──────── Data for the task

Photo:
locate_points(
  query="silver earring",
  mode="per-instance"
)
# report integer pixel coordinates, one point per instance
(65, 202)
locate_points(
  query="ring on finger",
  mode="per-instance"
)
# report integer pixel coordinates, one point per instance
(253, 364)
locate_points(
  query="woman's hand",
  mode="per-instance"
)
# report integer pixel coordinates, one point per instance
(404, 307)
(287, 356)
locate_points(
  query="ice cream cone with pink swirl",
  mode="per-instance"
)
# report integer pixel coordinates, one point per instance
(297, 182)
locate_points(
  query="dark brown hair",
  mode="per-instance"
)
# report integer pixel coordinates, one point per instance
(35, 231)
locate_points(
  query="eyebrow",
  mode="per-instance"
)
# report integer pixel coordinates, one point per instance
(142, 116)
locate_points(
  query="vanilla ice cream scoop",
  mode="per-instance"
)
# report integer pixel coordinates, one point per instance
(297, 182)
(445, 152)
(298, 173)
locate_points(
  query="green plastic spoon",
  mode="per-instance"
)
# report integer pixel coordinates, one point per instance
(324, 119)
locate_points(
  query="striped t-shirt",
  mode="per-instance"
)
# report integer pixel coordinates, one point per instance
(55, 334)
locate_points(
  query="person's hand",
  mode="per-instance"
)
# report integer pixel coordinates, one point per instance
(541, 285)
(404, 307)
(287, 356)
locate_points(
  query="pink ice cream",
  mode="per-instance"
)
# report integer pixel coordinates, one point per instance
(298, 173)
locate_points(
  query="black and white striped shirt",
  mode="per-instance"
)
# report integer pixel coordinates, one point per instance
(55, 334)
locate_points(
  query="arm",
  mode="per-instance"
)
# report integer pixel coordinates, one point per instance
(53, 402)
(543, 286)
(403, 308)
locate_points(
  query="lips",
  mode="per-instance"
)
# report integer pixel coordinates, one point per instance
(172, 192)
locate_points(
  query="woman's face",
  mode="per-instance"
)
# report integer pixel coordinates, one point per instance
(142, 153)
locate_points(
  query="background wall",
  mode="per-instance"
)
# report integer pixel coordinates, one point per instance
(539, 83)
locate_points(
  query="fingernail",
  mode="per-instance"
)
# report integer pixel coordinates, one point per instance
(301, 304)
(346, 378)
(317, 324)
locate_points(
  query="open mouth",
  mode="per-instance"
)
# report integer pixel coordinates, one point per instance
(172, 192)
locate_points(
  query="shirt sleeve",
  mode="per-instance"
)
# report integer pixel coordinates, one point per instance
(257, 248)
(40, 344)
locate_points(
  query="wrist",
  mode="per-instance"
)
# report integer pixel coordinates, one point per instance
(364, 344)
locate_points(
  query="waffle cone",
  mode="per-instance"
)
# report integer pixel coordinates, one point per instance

────────────────

- **Exercise**: Everything in the records is to be copied exactly.

- **The completed task**:
Photo:
locate_points(
  query="silver earring",
  mode="per-instance"
)
# report integer pixel coordinates, one point per instance
(65, 202)
locate_points(
  query="ring on finger",
  mode="per-instance"
)
# report integer pixel coordinates, one point per instance
(253, 364)
locate_points(
  query="woman's hand",
  mode="per-instance"
)
# report integer pixel coordinates, one point per instance
(404, 307)
(287, 356)
locate_points(
  query="ice cream cone with pink swirl",
  mode="per-instance"
)
# report integer pixel coordinates, one point per instance
(297, 182)
locate_points(
  query="dark brown hair",
  mode="per-instance"
)
# report integer pixel coordinates, one point per instance
(35, 231)
locate_points(
  query="eyebrow",
  mode="per-instance"
)
# report integer pixel coordinates, one point per instance
(142, 116)
locate_points(
  query="vanilla ice cream scoop",
  mode="per-instance"
)
# report integer pixel coordinates, one point per instance
(297, 182)
(445, 152)
(298, 173)
locate_points(
  query="green plastic spoon",
  mode="per-instance"
)
# report integer pixel coordinates, one point per instance
(324, 119)
locate_points(
  query="striped t-shirt",
  mode="per-instance"
)
# report integer pixel coordinates, one point per instance
(55, 334)
locate_points(
  query="person's hand",
  mode="per-instance"
)
# report integer pixel coordinates, one point per instance
(541, 285)
(404, 307)
(287, 356)
locate_points(
  query="pink ice cream",
  mode="per-instance"
)
# report integer pixel coordinates, one point per instance
(298, 173)
locate_points(
  query="black and white striped shirt",
  mode="per-instance"
)
# report integer pixel coordinates, one point per instance
(55, 334)
locate_points(
  query="arm",
  mode="per-instance"
)
# report integer pixel coordinates, one point per instance
(53, 402)
(543, 286)
(403, 308)
locate_points(
  query="lips",
  mode="per-instance"
)
# report integer pixel coordinates, one point per instance
(172, 192)
locate_points(
  query="woman's face",
  mode="per-instance"
)
# report integer pixel coordinates, one point per instance
(142, 153)
locate_points(
  query="background wall",
  mode="per-instance"
)
# report integer pixel coordinates, one point per instance
(539, 83)
locate_points(
  query="fingernail",
  mode="per-instance"
)
# report integer pixel coordinates, one point per instance
(301, 304)
(346, 378)
(317, 324)
locate_points(
  query="open mouth",
  mode="per-instance"
)
# report integer pixel coordinates, one point per instance
(172, 192)
locate_points(
  query="shirt sleeve",
  mode="per-instance"
)
# report integer pixel coordinates, one point per instance
(257, 248)
(40, 344)
locate_points(
  query="wrist",
  mode="per-instance"
)
# report integer pixel coordinates, one point per instance
(364, 344)
locate_points(
  query="waffle cone",
  mode="per-instance"
)
# report integer pixel coordinates, one point per instance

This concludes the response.